Problem description: Please state how many lines in the entries contain the word "flare", and give only the number.

** BEGIN **

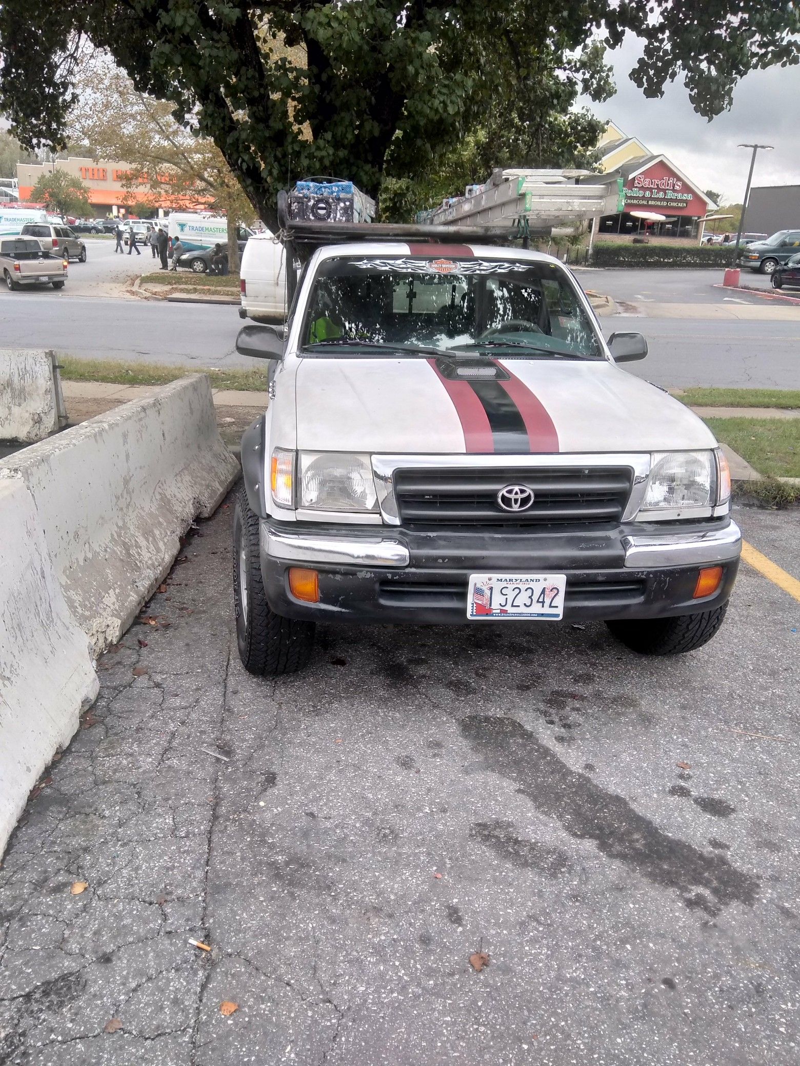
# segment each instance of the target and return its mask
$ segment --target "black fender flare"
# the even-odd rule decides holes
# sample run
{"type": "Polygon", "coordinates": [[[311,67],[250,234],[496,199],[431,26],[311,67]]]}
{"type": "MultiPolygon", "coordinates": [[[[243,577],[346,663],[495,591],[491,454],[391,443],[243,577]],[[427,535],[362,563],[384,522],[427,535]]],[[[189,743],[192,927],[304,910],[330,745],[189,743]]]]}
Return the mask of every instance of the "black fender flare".
{"type": "Polygon", "coordinates": [[[267,450],[267,415],[260,415],[242,434],[242,475],[247,503],[253,514],[267,517],[265,478],[267,450]]]}

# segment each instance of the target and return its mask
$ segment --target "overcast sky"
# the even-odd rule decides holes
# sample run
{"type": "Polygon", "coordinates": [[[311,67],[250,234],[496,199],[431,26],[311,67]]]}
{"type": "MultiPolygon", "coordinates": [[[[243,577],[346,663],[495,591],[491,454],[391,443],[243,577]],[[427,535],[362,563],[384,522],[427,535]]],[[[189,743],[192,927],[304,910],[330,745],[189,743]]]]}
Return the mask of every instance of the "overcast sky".
{"type": "Polygon", "coordinates": [[[668,83],[660,99],[646,99],[628,78],[640,54],[633,36],[608,52],[617,95],[605,103],[581,102],[651,151],[663,152],[701,190],[721,192],[727,203],[745,195],[750,151],[736,147],[742,141],[774,145],[774,151],[758,152],[754,185],[800,184],[800,67],[749,74],[734,90],[732,109],[708,123],[692,110],[683,82],[668,83]]]}

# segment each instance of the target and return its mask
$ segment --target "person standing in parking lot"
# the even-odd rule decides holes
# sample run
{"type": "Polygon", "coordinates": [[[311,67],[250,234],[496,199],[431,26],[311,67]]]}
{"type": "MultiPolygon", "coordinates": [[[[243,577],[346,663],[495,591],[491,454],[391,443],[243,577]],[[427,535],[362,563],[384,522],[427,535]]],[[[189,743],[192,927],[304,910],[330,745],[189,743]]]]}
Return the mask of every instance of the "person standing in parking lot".
{"type": "Polygon", "coordinates": [[[170,264],[166,261],[166,249],[170,246],[170,238],[162,226],[159,226],[156,231],[156,241],[158,242],[158,254],[161,258],[161,270],[167,270],[170,264]]]}
{"type": "Polygon", "coordinates": [[[178,238],[177,241],[173,241],[172,243],[172,269],[174,271],[177,271],[178,259],[180,259],[182,255],[183,255],[183,242],[180,240],[180,238],[178,238]]]}

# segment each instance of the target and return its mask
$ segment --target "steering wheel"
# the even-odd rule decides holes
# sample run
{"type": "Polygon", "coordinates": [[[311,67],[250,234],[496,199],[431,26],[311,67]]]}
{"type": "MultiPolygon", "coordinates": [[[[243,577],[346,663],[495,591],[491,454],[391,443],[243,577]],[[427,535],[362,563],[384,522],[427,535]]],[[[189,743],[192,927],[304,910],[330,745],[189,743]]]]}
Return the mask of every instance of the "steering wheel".
{"type": "Polygon", "coordinates": [[[543,333],[541,326],[538,326],[535,322],[529,322],[527,319],[509,319],[508,322],[503,322],[499,326],[490,326],[489,329],[484,329],[478,340],[485,340],[487,337],[495,337],[500,333],[514,332],[543,333]]]}

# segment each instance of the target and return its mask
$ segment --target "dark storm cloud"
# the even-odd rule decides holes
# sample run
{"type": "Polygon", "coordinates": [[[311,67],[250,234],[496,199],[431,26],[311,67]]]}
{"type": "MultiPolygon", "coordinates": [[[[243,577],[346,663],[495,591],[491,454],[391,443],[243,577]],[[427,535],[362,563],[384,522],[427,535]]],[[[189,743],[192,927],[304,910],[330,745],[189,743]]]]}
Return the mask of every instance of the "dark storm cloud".
{"type": "Polygon", "coordinates": [[[750,152],[737,148],[742,141],[774,145],[774,151],[758,154],[753,184],[800,184],[800,67],[749,74],[734,90],[732,109],[708,123],[692,110],[683,82],[668,84],[660,99],[646,99],[628,79],[640,54],[636,37],[609,52],[617,95],[605,103],[581,102],[652,151],[663,152],[701,189],[717,190],[729,203],[740,200],[745,192],[750,152]]]}

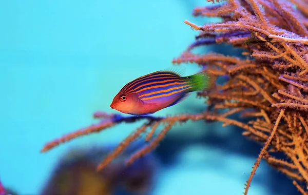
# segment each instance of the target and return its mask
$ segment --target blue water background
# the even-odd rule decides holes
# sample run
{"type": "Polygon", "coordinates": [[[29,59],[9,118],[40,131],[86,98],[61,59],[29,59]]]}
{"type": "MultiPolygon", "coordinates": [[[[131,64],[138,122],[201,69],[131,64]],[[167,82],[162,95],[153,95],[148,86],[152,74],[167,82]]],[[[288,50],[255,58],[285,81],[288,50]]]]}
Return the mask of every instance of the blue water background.
{"type": "MultiPolygon", "coordinates": [[[[172,58],[197,34],[183,21],[215,21],[191,15],[195,7],[210,4],[203,0],[1,1],[3,184],[22,194],[37,194],[57,158],[70,147],[113,145],[136,129],[140,123],[120,125],[40,153],[47,142],[96,122],[95,111],[117,113],[110,104],[128,82],[171,67],[172,58]]],[[[199,70],[196,65],[185,66],[186,75],[199,70]]],[[[206,105],[195,98],[193,94],[155,115],[201,111],[206,105]]],[[[152,194],[241,194],[259,147],[242,137],[240,130],[221,123],[176,127],[157,151],[164,166],[152,194]]],[[[295,194],[282,176],[262,161],[249,194],[295,194]]]]}

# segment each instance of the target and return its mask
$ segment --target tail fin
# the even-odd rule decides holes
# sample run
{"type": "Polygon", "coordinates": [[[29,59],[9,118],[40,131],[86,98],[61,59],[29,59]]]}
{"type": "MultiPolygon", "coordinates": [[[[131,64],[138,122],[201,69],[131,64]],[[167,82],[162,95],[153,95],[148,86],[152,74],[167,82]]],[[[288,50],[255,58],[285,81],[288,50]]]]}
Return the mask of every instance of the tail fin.
{"type": "Polygon", "coordinates": [[[210,71],[205,71],[184,78],[192,85],[191,91],[209,90],[215,86],[216,77],[210,71]]]}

** END **

Response: 2